What you have to do »
Only the lines from the first line of the data through the line containing "box: [447, 244, 483, 273]" belong in the answer, transcribed exactly; pictures do not.

"""

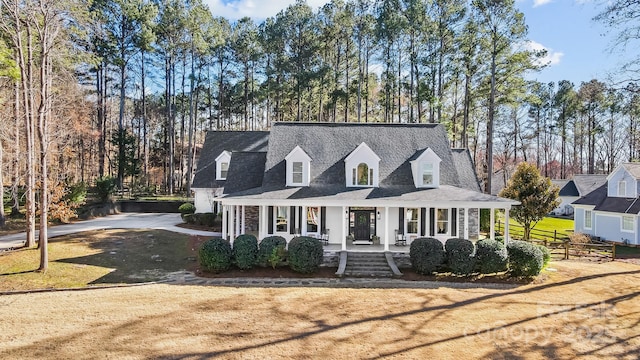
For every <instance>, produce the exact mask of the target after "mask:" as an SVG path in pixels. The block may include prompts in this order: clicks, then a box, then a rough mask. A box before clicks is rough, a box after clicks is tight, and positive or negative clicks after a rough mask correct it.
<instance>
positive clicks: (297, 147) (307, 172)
mask: <svg viewBox="0 0 640 360" xmlns="http://www.w3.org/2000/svg"><path fill="white" fill-rule="evenodd" d="M284 159H285V161H286V162H287V186H309V178H310V177H311V158H310V157H309V155H307V153H306V152H304V150H302V148H301V147H300V146H296V147H295V148H294V149H293V150H291V152H290V153H289V155H287V156H286V157H285V158H284Z"/></svg>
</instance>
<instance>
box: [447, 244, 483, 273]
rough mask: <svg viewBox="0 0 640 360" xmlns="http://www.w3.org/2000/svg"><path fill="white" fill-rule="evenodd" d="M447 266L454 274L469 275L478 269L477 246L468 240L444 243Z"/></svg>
mask: <svg viewBox="0 0 640 360" xmlns="http://www.w3.org/2000/svg"><path fill="white" fill-rule="evenodd" d="M444 249H445V252H446V254H447V265H448V266H449V269H450V270H451V272H453V273H454V274H459V275H468V274H471V273H472V272H473V270H474V269H475V268H476V258H475V256H474V254H475V246H474V245H473V243H472V242H471V241H469V240H467V239H457V238H453V239H449V240H447V241H446V242H445V243H444Z"/></svg>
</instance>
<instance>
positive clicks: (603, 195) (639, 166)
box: [573, 163, 640, 245]
mask: <svg viewBox="0 0 640 360" xmlns="http://www.w3.org/2000/svg"><path fill="white" fill-rule="evenodd" d="M606 180H607V181H606V183H605V184H603V185H601V186H599V187H598V188H596V189H595V190H593V191H591V192H590V193H588V194H586V195H585V196H582V197H580V198H579V199H578V200H576V201H574V202H573V207H574V209H575V210H574V211H575V213H574V220H575V221H574V231H575V232H577V233H585V234H590V235H593V236H597V237H600V238H601V239H603V240H609V241H614V242H620V243H627V244H635V245H640V236H639V230H638V229H639V228H640V226H639V225H640V223H639V219H640V217H639V216H638V215H639V213H640V198H639V193H640V163H624V164H621V165H619V166H618V167H616V168H615V169H614V170H613V172H611V174H609V175H608V176H607V178H606Z"/></svg>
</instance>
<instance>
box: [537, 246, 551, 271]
mask: <svg viewBox="0 0 640 360" xmlns="http://www.w3.org/2000/svg"><path fill="white" fill-rule="evenodd" d="M537 246H538V249H540V251H542V268H543V269H544V268H546V267H547V265H549V261H551V251H550V250H549V248H547V247H546V246H544V245H537Z"/></svg>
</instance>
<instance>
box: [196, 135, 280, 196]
mask: <svg viewBox="0 0 640 360" xmlns="http://www.w3.org/2000/svg"><path fill="white" fill-rule="evenodd" d="M268 142H269V132H268V131H209V132H207V135H206V137H205V141H204V146H203V147H202V153H201V155H200V159H199V160H198V167H197V169H196V173H195V176H194V178H193V184H192V187H193V188H220V187H224V186H225V182H226V181H224V180H216V158H217V157H218V156H219V155H220V154H221V153H222V152H223V151H225V150H226V151H229V152H231V153H234V152H266V151H267V145H268ZM232 158H233V155H232ZM234 165H235V164H233V162H231V163H230V164H229V166H230V169H229V170H230V171H231V167H233V166H234ZM260 178H261V177H260V176H258V179H260ZM245 180H249V181H253V179H245V178H243V177H240V178H238V180H237V181H245ZM240 185H242V184H240ZM258 186H259V185H258ZM240 188H243V189H246V188H247V187H246V186H240Z"/></svg>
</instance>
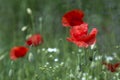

"""

Problem solution »
For every <instance>, produce the exact mask of the target after "mask:" as an SVG path in pixels. The block may include prompts in this order: clicks, then a box, then a rough mask. A box before clicks is rough, a box after clicks is tight, and positive or negative clicks after a rough mask correct it.
<instance>
positive clicks: (297, 147) (307, 172)
mask: <svg viewBox="0 0 640 360" xmlns="http://www.w3.org/2000/svg"><path fill="white" fill-rule="evenodd" d="M284 159H285V161H286V162H287V186H309V178H310V177H311V158H310V157H309V155H307V153H306V152H304V150H302V148H301V147H300V146H296V147H295V148H294V149H293V150H291V152H290V153H289V155H287V156H286V157H285V158H284Z"/></svg>
</instance>
<instance>
box: [447, 244, 483, 273]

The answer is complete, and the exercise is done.